(Stored data)

=== Section Start ===

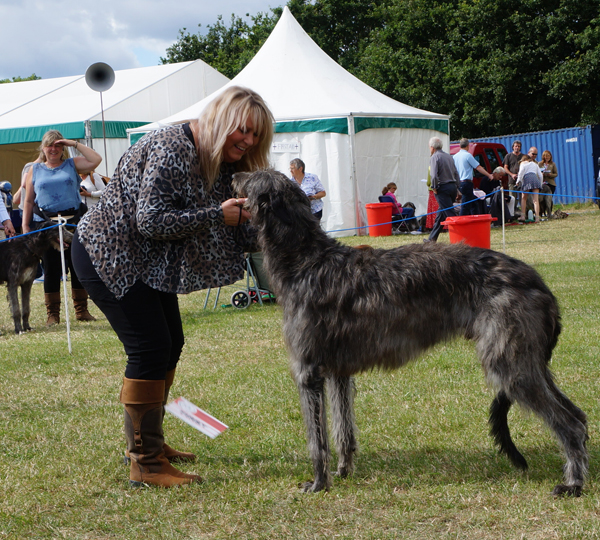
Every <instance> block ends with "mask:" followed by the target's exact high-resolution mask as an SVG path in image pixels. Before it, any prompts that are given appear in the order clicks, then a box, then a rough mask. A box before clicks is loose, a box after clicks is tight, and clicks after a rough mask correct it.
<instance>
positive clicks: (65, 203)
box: [32, 158, 81, 221]
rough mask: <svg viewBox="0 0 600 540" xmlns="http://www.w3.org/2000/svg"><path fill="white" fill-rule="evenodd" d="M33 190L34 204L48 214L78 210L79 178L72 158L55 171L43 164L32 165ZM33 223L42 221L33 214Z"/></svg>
mask: <svg viewBox="0 0 600 540" xmlns="http://www.w3.org/2000/svg"><path fill="white" fill-rule="evenodd" d="M32 181H33V189H34V190H35V202H36V203H37V205H38V206H39V207H40V208H41V209H42V210H45V211H48V212H63V211H64V210H71V209H77V208H79V205H80V204H81V197H80V195H79V184H80V182H81V178H80V177H79V175H78V174H77V170H76V169H75V163H74V162H73V158H69V159H67V160H65V161H63V162H62V163H61V164H60V165H59V166H58V167H56V168H55V169H49V168H48V167H46V165H45V164H44V163H35V164H34V165H33V178H32ZM33 220H34V221H43V219H42V218H41V217H39V216H38V215H36V214H35V213H34V214H33Z"/></svg>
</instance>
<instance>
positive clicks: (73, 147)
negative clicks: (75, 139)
mask: <svg viewBox="0 0 600 540" xmlns="http://www.w3.org/2000/svg"><path fill="white" fill-rule="evenodd" d="M55 144H63V145H64V146H71V147H73V148H74V149H75V150H79V152H80V154H81V156H77V157H74V158H73V163H74V164H75V169H76V170H77V172H78V173H89V172H92V171H93V170H94V169H95V168H96V167H97V166H98V165H100V163H101V162H102V157H101V156H100V154H98V152H96V151H95V150H93V149H92V148H90V147H89V146H86V145H85V144H81V143H80V142H78V141H72V140H71V139H60V140H59V141H56V143H55Z"/></svg>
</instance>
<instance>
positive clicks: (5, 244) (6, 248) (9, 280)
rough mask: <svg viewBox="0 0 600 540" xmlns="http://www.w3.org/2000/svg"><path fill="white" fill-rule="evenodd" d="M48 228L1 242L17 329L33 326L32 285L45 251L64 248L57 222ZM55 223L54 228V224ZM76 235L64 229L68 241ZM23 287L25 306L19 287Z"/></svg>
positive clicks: (65, 239) (15, 327)
mask: <svg viewBox="0 0 600 540" xmlns="http://www.w3.org/2000/svg"><path fill="white" fill-rule="evenodd" d="M45 225H46V226H47V228H45V229H43V230H41V231H39V232H34V233H31V234H29V235H27V236H20V237H17V238H15V239H13V240H9V241H7V242H2V243H0V283H3V282H5V283H6V285H7V289H8V295H7V298H8V304H9V305H10V310H11V314H12V317H13V321H14V323H15V333H16V334H22V333H23V332H27V331H29V330H31V326H30V325H29V314H30V311H31V308H30V298H31V287H32V285H33V280H34V279H35V273H36V271H37V269H38V265H39V264H40V260H41V258H42V255H43V254H44V253H45V252H46V250H48V249H56V250H60V238H59V232H58V227H56V226H55V225H56V224H55V223H54V222H51V221H49V222H48V223H47V224H45ZM50 227H51V228H50ZM72 238H73V235H72V234H71V233H70V232H69V231H67V230H66V229H65V230H64V231H63V240H64V241H65V243H69V244H70V243H71V239H72ZM19 287H20V288H21V306H22V309H21V307H20V306H19V296H18V289H19Z"/></svg>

=== Section End ===

* **What this task involves**
Rewrite the listing, substituting "coarse mask" for every "rough mask" and keeping everything else the same. Omit the pictures from your answer.

* **Solution for this exercise**
Every <instance> block ends with "mask:" followed by the target's exact high-resolution mask as an SVG path in image pixels. Before it, any prompts that are given appear in the order clicks, then a box, then a coarse mask. A box before clicks is loose, a box after clicks is tight, and clicks after a coarse mask correct it.
<instance>
positive clicks: (65, 203)
box: [32, 158, 81, 221]
coarse mask: <svg viewBox="0 0 600 540" xmlns="http://www.w3.org/2000/svg"><path fill="white" fill-rule="evenodd" d="M33 190L34 204L48 214L78 210L79 178L72 158L55 171L43 164L32 165ZM33 223L42 221L33 214Z"/></svg>
mask: <svg viewBox="0 0 600 540" xmlns="http://www.w3.org/2000/svg"><path fill="white" fill-rule="evenodd" d="M32 181H33V189H34V190H35V202H36V203H37V205H38V206H39V207H40V208H41V209H42V210H45V211H48V212H63V211H64V210H71V209H77V208H79V205H80V204H81V197H80V195H79V184H80V182H81V178H80V177H79V175H78V174H77V170H76V169H75V163H74V162H73V158H69V159H67V160H65V161H63V162H62V163H61V164H60V165H59V166H58V167H56V168H55V169H49V168H48V167H46V165H45V164H44V163H35V164H34V165H33V178H32ZM33 220H34V221H43V219H42V218H41V217H39V216H38V215H36V214H35V213H34V214H33Z"/></svg>
</instance>
<instance>
positive clicks: (73, 147)
negative clicks: (75, 139)
mask: <svg viewBox="0 0 600 540" xmlns="http://www.w3.org/2000/svg"><path fill="white" fill-rule="evenodd" d="M55 144H63V145H64V146H71V147H73V148H74V149H75V150H79V152H80V154H81V156H77V157H74V158H73V163H74V164H75V169H76V170H77V172H78V173H89V172H92V171H93V170H94V169H95V168H96V167H97V166H98V165H100V163H101V162H102V157H101V156H100V154H98V152H96V151H95V150H93V149H92V148H90V147H89V146H86V145H85V144H81V143H80V142H78V141H72V140H71V139H60V140H59V141H56V143H55Z"/></svg>
</instance>
<instance>
positive clicks: (5, 244) (6, 248) (9, 280)
coarse mask: <svg viewBox="0 0 600 540" xmlns="http://www.w3.org/2000/svg"><path fill="white" fill-rule="evenodd" d="M48 228L1 242L17 329L33 326L32 285L45 251L64 248L57 222ZM55 223L54 228V224ZM76 235L64 229L68 241ZM23 287L25 306L19 287Z"/></svg>
positive clicks: (65, 239) (15, 327)
mask: <svg viewBox="0 0 600 540" xmlns="http://www.w3.org/2000/svg"><path fill="white" fill-rule="evenodd" d="M45 225H46V226H47V228H45V229H43V230H41V231H39V232H34V233H31V234H29V235H27V236H20V237H17V238H15V239H13V240H9V241H7V242H2V243H0V283H3V282H5V283H6V285H7V289H8V295H7V298H8V304H9V305H10V310H11V314H12V317H13V321H14V323H15V333H16V334H22V333H23V332H27V331H29V330H31V326H30V325H29V314H30V311H31V308H30V298H31V287H32V285H33V280H34V279H35V273H36V271H37V269H38V265H39V264H40V260H41V258H42V255H43V254H44V253H45V252H46V250H48V249H56V250H60V238H59V232H58V227H56V226H55V225H56V224H55V223H54V222H51V221H49V222H48V223H47V224H45ZM50 227H51V228H50ZM72 238H73V235H72V234H71V233H70V232H69V231H67V230H66V229H65V230H64V231H63V240H64V241H65V243H69V244H70V243H71V239H72ZM19 287H20V288H21V306H22V309H21V307H20V306H19V296H18V289H19Z"/></svg>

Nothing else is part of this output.